PROBLEM REQUIREMENTS: Each line in the entries that has the word "Prompt" has to be copied.

STUDY MATERIAL:
Start of Block

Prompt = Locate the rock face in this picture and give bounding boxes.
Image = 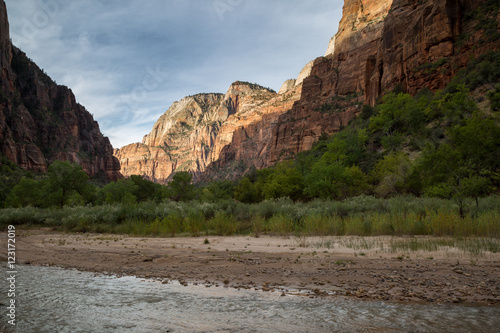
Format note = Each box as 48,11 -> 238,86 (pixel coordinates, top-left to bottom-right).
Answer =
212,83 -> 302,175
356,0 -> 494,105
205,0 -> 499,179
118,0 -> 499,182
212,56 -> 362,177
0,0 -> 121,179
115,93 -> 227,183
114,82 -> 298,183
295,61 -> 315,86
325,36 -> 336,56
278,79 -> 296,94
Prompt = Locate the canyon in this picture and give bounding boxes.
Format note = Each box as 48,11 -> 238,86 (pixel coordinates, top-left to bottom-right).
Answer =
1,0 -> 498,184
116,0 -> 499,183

End of Block
Start of Block

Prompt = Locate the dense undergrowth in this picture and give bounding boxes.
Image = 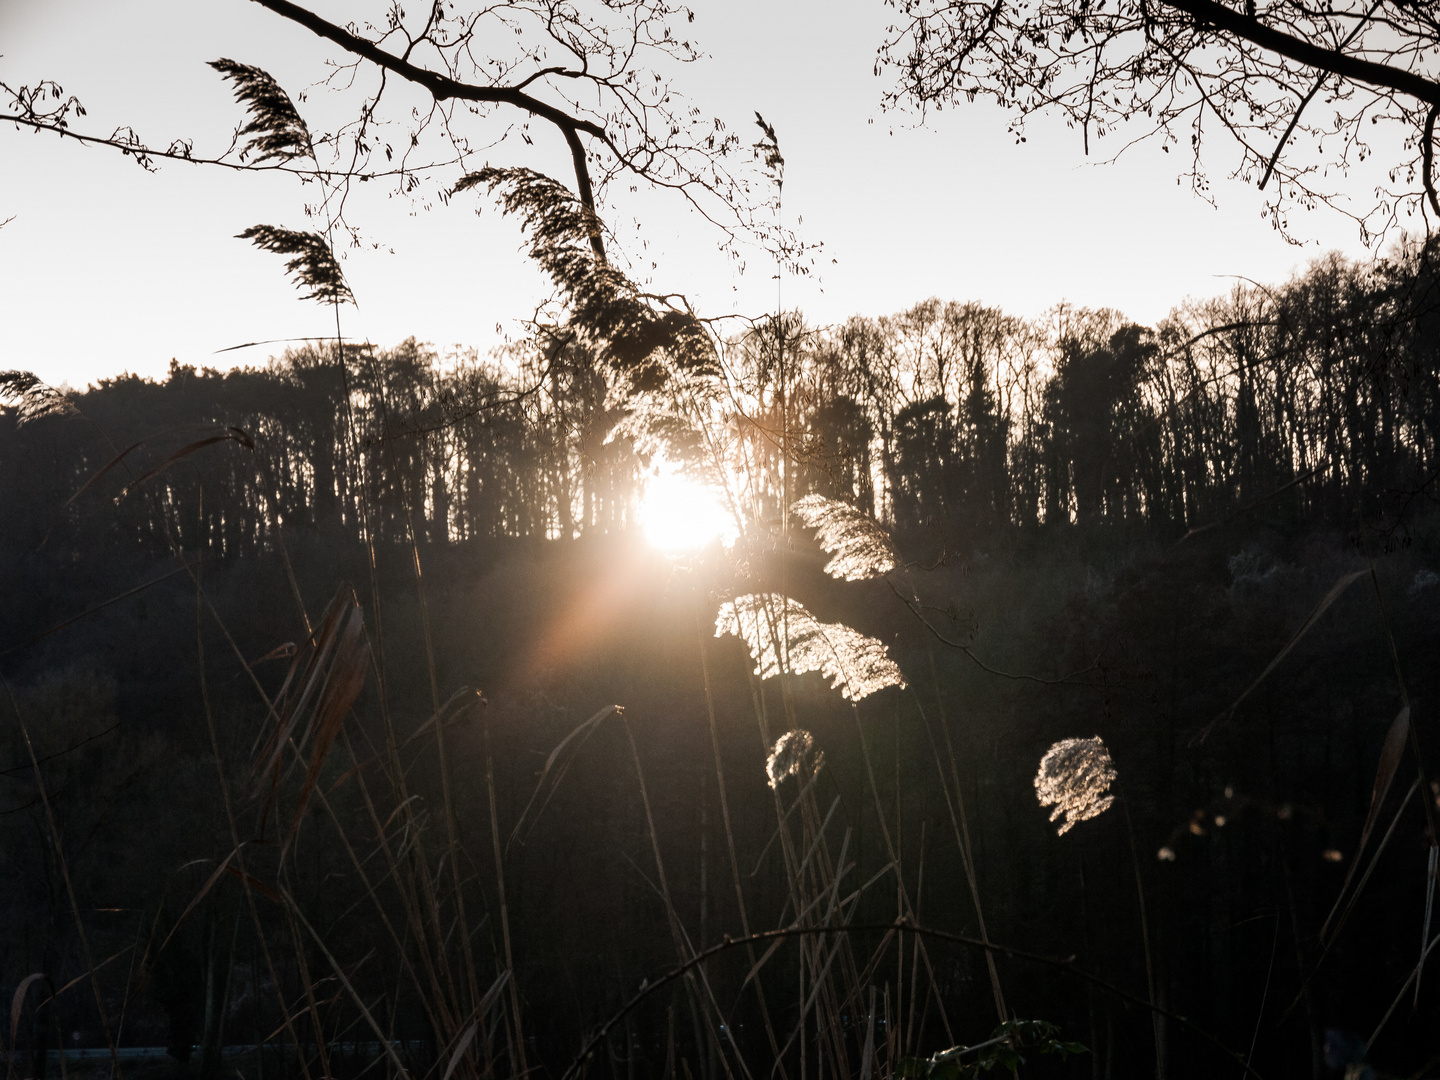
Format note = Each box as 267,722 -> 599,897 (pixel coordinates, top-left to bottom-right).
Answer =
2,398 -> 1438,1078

End of Block

ANSWER BELOW:
Prompt = Locate the rock face in this picture and give bounding boxes.
Prompt = Locate the canyon in this picture and give bounding boxes.
Prompt = Locate the dense undergrowth in this picture and give bounding boxes.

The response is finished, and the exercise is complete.